◆ **What you should do**:
Switch "Target" to "Object" in everything from the line containing "shape [[166, 201]]." down to the line containing "[[286, 91], [254, 27], [323, 68], [188, 51], [220, 84]]", and return those lines with nothing else changed.

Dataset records
[Start]

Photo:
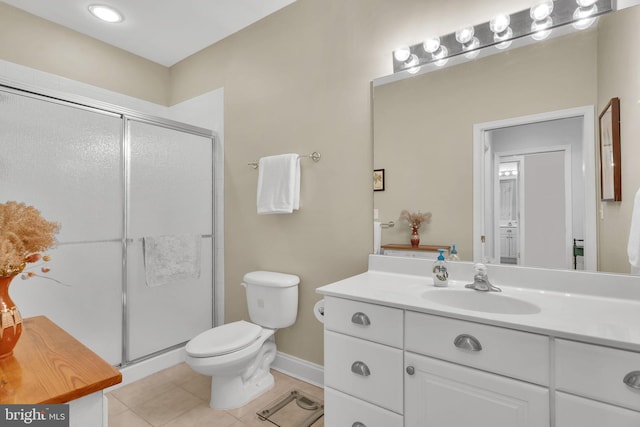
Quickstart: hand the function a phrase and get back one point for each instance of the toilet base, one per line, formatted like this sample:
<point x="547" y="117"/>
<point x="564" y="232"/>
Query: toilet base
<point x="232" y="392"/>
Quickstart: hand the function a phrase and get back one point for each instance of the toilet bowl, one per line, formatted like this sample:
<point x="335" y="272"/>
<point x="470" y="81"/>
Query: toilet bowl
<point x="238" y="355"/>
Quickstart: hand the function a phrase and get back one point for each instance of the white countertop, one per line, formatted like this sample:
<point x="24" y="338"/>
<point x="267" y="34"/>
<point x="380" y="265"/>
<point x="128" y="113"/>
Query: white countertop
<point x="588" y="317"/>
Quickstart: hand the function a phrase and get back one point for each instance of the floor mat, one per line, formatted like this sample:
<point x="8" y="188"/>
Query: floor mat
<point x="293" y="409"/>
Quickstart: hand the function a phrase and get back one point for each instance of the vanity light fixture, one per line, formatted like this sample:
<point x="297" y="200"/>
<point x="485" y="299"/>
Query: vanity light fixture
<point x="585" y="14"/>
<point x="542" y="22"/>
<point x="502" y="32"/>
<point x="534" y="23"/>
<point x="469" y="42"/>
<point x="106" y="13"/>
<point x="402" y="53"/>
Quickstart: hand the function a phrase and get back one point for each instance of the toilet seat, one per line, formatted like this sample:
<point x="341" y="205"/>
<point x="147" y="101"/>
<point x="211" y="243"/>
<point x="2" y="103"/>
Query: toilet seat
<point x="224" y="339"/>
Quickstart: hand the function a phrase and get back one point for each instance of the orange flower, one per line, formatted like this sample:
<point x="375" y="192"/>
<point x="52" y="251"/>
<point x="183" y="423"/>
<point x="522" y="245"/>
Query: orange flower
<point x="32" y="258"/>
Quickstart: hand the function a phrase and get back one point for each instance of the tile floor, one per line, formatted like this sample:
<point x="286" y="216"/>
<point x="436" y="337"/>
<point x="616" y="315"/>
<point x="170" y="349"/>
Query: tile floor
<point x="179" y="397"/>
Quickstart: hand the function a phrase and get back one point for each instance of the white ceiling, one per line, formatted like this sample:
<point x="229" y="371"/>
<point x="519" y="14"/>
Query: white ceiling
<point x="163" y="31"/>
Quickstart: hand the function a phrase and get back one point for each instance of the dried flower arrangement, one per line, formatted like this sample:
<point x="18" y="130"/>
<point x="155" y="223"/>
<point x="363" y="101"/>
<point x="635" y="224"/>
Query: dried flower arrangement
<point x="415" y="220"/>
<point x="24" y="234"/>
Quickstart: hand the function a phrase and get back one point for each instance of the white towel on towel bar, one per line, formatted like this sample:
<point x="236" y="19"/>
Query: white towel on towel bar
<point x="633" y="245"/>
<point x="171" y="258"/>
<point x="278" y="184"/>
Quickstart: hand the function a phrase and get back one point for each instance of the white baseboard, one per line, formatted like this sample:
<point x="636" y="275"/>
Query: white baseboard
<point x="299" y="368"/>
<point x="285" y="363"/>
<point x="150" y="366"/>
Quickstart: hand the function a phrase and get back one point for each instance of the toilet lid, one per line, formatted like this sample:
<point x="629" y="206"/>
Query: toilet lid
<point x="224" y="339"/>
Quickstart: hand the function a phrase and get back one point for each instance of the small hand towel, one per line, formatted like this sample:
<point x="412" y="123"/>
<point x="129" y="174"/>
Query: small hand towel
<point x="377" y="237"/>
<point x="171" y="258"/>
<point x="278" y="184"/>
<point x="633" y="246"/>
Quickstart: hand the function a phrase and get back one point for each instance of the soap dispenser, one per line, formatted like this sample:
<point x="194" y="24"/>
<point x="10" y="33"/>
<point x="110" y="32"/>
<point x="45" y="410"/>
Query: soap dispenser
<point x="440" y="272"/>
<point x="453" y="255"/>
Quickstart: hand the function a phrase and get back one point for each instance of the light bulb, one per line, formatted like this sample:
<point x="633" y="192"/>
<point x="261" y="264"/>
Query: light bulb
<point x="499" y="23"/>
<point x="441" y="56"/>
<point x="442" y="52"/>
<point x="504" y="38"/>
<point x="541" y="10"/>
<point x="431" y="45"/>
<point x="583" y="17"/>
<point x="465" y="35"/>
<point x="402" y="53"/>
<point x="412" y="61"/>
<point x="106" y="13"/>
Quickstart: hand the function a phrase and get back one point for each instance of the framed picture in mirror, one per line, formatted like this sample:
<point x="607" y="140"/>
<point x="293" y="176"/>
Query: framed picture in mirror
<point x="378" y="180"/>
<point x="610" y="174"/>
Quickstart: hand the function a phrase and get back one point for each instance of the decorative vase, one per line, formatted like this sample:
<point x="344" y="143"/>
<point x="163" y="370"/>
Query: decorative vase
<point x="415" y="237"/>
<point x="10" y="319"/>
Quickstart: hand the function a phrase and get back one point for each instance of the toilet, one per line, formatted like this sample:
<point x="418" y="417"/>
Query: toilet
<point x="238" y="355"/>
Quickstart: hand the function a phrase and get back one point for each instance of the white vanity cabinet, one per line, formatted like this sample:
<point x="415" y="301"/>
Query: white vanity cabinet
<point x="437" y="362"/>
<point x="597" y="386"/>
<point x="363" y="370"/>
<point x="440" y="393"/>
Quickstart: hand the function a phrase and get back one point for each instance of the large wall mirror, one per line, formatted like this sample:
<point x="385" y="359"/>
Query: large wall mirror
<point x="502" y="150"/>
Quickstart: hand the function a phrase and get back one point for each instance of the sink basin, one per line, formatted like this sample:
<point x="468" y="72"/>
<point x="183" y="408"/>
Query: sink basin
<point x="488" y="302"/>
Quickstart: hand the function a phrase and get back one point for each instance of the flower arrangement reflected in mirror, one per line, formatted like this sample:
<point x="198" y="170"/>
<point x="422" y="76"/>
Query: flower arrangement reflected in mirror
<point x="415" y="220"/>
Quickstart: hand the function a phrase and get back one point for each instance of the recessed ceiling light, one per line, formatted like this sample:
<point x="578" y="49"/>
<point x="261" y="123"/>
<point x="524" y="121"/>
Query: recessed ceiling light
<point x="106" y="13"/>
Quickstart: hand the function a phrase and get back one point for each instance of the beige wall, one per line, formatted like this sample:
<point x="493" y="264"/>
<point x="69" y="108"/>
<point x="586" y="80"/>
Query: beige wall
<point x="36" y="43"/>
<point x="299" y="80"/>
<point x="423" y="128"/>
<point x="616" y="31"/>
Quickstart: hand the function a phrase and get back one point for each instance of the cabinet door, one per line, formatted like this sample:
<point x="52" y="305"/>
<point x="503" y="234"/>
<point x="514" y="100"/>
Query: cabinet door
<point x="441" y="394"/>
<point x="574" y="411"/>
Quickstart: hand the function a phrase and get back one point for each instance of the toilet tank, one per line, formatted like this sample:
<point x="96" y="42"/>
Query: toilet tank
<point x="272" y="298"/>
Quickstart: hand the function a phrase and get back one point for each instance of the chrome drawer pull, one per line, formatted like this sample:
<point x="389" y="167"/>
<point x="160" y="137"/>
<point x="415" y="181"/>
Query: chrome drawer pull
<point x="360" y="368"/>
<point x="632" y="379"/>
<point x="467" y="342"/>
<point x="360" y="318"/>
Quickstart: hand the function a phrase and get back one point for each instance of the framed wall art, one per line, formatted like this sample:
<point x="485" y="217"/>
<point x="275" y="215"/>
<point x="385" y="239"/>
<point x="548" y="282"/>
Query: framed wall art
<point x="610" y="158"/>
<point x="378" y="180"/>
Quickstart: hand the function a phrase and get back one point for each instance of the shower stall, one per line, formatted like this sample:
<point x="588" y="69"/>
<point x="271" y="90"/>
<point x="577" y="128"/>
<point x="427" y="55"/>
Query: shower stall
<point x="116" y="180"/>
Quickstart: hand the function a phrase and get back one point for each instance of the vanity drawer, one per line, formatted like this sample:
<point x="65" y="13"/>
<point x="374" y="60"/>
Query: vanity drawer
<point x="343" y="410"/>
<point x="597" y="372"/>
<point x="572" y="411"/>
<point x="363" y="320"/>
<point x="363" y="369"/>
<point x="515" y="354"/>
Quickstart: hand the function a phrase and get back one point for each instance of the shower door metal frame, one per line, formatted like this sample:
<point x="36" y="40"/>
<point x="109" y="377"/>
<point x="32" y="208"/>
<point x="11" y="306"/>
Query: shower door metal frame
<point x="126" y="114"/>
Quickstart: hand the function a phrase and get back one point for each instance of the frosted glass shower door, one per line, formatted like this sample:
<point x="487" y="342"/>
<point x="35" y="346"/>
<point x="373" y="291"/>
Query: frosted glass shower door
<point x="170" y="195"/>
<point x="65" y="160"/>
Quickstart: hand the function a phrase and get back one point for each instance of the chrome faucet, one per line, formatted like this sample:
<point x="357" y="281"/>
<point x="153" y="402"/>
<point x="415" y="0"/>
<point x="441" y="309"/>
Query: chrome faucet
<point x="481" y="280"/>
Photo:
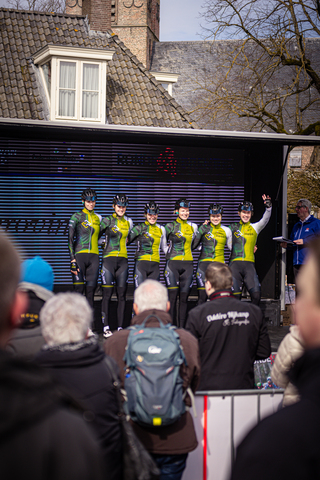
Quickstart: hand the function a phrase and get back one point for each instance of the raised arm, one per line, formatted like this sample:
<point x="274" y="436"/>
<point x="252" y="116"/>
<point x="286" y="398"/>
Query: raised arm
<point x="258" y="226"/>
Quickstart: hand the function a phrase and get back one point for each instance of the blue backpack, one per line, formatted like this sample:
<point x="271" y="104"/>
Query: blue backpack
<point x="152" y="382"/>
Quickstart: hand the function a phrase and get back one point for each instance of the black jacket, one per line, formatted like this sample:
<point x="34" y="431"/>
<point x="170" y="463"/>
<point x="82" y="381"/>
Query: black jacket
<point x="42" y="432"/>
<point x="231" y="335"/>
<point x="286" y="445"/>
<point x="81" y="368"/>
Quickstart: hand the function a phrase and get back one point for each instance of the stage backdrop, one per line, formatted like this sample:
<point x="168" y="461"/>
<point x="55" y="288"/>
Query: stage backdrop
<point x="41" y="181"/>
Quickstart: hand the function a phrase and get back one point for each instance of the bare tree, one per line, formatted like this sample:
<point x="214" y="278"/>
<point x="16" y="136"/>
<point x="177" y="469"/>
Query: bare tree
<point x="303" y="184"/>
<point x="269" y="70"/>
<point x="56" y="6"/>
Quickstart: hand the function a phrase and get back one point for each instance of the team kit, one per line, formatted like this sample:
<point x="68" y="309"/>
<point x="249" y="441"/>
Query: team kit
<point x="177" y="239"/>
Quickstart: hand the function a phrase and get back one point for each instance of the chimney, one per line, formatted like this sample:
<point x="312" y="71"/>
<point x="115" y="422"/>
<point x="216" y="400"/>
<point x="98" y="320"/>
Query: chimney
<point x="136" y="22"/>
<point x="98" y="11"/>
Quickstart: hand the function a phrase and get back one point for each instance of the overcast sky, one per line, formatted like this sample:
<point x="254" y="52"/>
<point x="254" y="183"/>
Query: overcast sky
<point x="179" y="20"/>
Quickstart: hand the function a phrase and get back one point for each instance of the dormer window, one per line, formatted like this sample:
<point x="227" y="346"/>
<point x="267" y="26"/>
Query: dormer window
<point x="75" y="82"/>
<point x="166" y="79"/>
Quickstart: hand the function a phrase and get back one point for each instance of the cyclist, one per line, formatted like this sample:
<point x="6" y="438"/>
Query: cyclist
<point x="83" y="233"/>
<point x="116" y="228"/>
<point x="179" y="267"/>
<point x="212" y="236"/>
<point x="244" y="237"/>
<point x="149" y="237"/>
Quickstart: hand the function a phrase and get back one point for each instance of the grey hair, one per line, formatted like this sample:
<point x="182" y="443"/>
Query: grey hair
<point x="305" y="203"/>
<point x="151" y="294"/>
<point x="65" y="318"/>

[End]
[Start]

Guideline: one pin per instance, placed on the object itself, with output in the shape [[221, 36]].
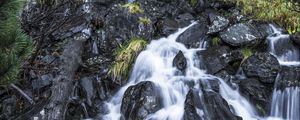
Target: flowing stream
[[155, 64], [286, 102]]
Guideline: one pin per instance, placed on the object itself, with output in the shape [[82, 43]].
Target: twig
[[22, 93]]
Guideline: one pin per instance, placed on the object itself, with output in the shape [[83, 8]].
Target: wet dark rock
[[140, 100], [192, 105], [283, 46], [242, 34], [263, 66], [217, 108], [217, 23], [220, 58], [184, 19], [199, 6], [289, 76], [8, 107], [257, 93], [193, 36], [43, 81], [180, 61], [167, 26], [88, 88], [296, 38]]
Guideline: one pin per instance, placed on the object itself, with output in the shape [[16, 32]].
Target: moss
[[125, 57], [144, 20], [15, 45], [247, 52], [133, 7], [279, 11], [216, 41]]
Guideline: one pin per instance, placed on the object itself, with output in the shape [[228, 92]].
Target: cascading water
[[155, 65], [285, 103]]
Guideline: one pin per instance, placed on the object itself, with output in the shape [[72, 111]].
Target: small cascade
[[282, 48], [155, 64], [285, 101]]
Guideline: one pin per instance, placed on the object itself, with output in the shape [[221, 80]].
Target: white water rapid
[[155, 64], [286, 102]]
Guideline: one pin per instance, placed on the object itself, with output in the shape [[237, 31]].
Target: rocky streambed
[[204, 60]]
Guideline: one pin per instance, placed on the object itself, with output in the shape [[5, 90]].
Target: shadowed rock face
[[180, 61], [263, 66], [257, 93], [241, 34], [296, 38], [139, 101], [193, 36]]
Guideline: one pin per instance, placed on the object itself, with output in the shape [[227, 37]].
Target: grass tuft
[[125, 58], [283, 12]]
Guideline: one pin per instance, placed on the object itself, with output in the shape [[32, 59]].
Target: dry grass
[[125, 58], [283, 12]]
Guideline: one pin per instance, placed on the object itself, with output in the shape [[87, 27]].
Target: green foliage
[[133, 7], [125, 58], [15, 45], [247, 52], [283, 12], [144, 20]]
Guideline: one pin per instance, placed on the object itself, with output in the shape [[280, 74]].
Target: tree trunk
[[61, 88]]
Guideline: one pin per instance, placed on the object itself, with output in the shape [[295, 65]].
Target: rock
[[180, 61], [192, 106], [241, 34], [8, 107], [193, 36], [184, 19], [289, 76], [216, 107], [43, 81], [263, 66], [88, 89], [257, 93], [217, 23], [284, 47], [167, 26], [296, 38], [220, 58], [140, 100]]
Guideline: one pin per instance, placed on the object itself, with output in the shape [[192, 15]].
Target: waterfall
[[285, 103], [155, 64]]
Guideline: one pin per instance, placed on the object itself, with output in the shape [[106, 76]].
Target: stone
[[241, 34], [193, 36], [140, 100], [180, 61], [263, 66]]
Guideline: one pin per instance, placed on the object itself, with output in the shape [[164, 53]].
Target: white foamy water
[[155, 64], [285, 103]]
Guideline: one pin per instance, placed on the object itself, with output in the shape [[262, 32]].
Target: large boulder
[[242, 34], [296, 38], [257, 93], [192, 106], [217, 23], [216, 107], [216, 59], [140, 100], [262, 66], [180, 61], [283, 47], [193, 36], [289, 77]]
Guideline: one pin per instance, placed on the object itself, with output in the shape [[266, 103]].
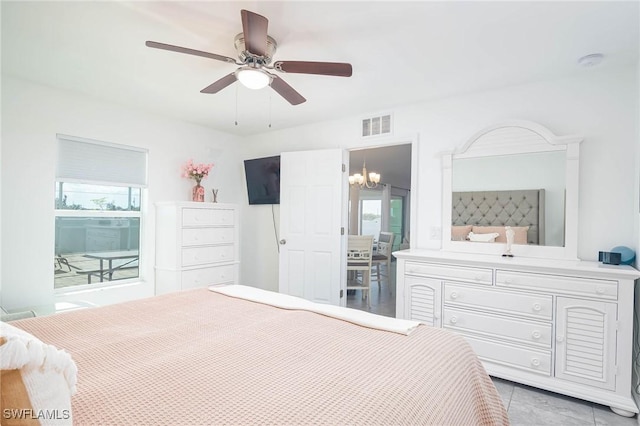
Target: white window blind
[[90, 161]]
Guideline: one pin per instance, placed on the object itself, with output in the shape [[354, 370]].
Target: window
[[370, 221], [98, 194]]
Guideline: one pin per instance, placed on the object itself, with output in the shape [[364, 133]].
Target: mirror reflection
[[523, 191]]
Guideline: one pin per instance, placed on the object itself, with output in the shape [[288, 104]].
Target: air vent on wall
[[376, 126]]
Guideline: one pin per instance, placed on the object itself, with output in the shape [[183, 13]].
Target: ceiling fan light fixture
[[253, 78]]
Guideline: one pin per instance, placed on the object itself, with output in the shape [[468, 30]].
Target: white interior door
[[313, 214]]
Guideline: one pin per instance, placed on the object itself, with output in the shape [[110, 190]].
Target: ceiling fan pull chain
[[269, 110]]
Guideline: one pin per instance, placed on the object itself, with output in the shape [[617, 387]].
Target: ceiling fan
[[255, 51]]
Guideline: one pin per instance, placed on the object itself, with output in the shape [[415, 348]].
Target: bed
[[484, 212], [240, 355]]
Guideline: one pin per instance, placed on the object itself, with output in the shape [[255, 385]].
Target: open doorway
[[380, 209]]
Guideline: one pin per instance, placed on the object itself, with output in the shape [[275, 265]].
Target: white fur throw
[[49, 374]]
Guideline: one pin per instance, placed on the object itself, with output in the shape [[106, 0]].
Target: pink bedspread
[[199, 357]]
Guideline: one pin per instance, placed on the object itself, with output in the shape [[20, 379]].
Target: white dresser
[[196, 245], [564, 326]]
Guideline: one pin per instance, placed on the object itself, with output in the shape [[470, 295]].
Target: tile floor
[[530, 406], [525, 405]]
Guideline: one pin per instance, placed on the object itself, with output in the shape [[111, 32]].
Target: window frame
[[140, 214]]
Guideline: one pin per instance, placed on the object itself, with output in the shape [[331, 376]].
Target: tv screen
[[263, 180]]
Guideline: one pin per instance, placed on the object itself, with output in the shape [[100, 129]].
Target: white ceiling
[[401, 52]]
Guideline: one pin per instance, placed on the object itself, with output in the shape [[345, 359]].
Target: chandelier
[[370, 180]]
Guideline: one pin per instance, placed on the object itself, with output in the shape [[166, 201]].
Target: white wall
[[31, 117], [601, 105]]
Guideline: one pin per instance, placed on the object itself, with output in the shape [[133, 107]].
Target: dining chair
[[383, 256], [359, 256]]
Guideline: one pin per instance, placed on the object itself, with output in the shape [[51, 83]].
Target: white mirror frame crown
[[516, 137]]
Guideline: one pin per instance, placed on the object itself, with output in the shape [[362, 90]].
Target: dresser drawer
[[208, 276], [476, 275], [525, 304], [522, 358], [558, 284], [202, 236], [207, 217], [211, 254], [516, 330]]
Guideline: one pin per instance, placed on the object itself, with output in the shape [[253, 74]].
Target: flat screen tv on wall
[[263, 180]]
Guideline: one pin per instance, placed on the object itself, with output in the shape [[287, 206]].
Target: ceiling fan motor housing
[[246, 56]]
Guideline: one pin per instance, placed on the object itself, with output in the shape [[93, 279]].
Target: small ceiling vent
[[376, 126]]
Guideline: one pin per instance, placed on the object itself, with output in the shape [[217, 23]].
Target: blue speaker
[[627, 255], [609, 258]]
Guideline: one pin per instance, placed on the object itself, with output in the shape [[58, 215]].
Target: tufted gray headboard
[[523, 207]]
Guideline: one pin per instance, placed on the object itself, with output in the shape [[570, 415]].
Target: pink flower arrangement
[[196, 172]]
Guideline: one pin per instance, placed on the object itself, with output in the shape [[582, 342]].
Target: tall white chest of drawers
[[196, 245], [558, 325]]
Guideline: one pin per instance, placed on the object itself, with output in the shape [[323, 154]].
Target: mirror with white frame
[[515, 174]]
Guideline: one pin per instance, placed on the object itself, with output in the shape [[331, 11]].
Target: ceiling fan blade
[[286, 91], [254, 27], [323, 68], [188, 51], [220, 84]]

[End]
[Start]

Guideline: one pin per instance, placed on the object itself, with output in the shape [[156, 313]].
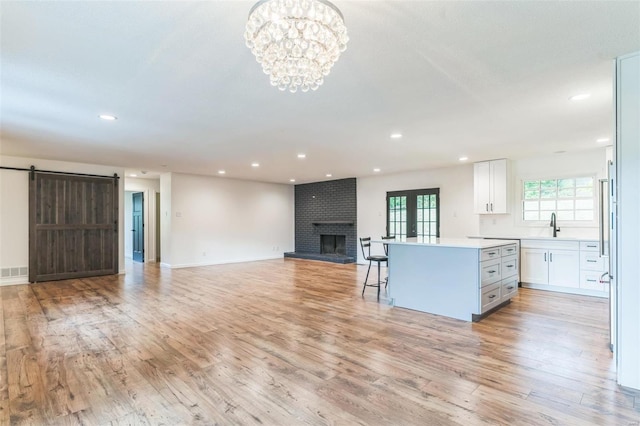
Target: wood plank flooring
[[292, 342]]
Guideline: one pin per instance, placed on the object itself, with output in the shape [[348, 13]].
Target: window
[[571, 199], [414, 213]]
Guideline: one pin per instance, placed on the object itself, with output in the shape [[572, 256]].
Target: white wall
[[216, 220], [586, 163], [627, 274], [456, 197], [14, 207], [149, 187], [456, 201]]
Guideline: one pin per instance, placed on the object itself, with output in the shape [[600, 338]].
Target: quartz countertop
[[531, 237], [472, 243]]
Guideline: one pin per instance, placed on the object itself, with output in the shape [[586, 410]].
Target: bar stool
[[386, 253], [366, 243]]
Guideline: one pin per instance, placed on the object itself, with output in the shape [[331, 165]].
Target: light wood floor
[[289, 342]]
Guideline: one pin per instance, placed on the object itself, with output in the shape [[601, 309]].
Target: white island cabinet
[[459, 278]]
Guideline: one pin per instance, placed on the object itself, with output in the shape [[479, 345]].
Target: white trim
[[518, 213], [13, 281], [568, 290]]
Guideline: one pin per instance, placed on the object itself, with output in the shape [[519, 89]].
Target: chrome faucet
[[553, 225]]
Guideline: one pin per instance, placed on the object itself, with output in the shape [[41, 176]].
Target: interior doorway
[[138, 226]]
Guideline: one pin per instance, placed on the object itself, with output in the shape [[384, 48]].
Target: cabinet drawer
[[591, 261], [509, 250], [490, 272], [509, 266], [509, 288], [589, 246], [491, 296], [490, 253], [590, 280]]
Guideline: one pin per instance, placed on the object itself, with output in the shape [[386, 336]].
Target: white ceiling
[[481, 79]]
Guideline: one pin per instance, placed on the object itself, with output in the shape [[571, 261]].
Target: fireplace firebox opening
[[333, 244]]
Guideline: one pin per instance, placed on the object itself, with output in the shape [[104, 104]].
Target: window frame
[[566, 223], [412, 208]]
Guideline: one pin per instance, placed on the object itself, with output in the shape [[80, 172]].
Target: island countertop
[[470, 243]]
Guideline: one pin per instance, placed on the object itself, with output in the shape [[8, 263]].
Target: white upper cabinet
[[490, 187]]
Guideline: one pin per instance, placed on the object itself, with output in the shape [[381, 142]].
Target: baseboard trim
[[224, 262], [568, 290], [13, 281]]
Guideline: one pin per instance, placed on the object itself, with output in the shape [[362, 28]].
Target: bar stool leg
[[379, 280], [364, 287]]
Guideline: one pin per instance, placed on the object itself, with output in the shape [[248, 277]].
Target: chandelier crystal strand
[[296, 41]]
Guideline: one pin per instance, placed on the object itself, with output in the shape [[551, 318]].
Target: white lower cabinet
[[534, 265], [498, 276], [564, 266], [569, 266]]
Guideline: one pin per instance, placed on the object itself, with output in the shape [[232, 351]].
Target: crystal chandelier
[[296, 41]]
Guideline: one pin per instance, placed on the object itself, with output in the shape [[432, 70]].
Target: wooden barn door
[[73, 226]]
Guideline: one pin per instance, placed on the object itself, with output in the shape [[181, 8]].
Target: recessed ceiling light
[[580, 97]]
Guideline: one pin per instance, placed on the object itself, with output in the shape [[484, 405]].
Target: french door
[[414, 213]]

[End]

◆ **Full solution**:
Guideline: one pin per instance, placed on the object itself, with output in the shape [[166, 201]].
Object: white wall
[[31, 117], [601, 105]]
Guideline: one pin per instance, placed on the object itself, with output in the shape [[133, 107]].
Object: dining chair
[[383, 256], [359, 256]]
Guideline: one pin per instance, placed on the object itself, with output in the shape [[51, 83]].
Object: white mirror frame crown
[[516, 137]]
Guideline: one pin per instance, placed on the object itself, with output in the shape [[362, 90]].
Object: dresser drawer
[[208, 276], [476, 275], [525, 304], [522, 358], [558, 284], [202, 236], [207, 217], [211, 254], [516, 330]]
Guideline: one pin per instance, placed on the object itself, with output in the shape [[253, 74]].
Object: flat screen tv on wall
[[263, 180]]
Guideline: one pin per instance, placed on the object itself, with output in the shape [[287, 206]].
Object: ceiling fan motor housing
[[246, 56]]
Guideline: one pin per instance, placed on the object itself, with output in the shape [[93, 279]].
Object: small ceiling vent
[[376, 126]]
Guideline: one pin per instance, placed on the object itself, with output in the shape [[217, 23]].
Object: blue speaker
[[627, 255], [609, 258]]
Guideline: one pin per instance, placed on the object itself, with output in the shape [[58, 215]].
Object: tufted gray headboard
[[523, 207]]
Guideline: one pin per instance, placed on the object itself, with output in the shape [[570, 415]].
Object: pink flower arrangement
[[196, 172]]
Guideline: one pin per instance, placed on the object itself, with output in the shape [[582, 342]].
Object: tall white chest of drawers
[[196, 245], [558, 325]]
Guideline: one pin per instance, placed on the object itself, with output in the shape [[323, 154]].
Object: mirror with white frame
[[515, 174]]
Guideline: one pin per instance, placed on the object itself, with output in the shape [[331, 11]].
Object: ceiling fan blade
[[286, 91], [254, 27], [323, 68], [188, 51], [220, 84]]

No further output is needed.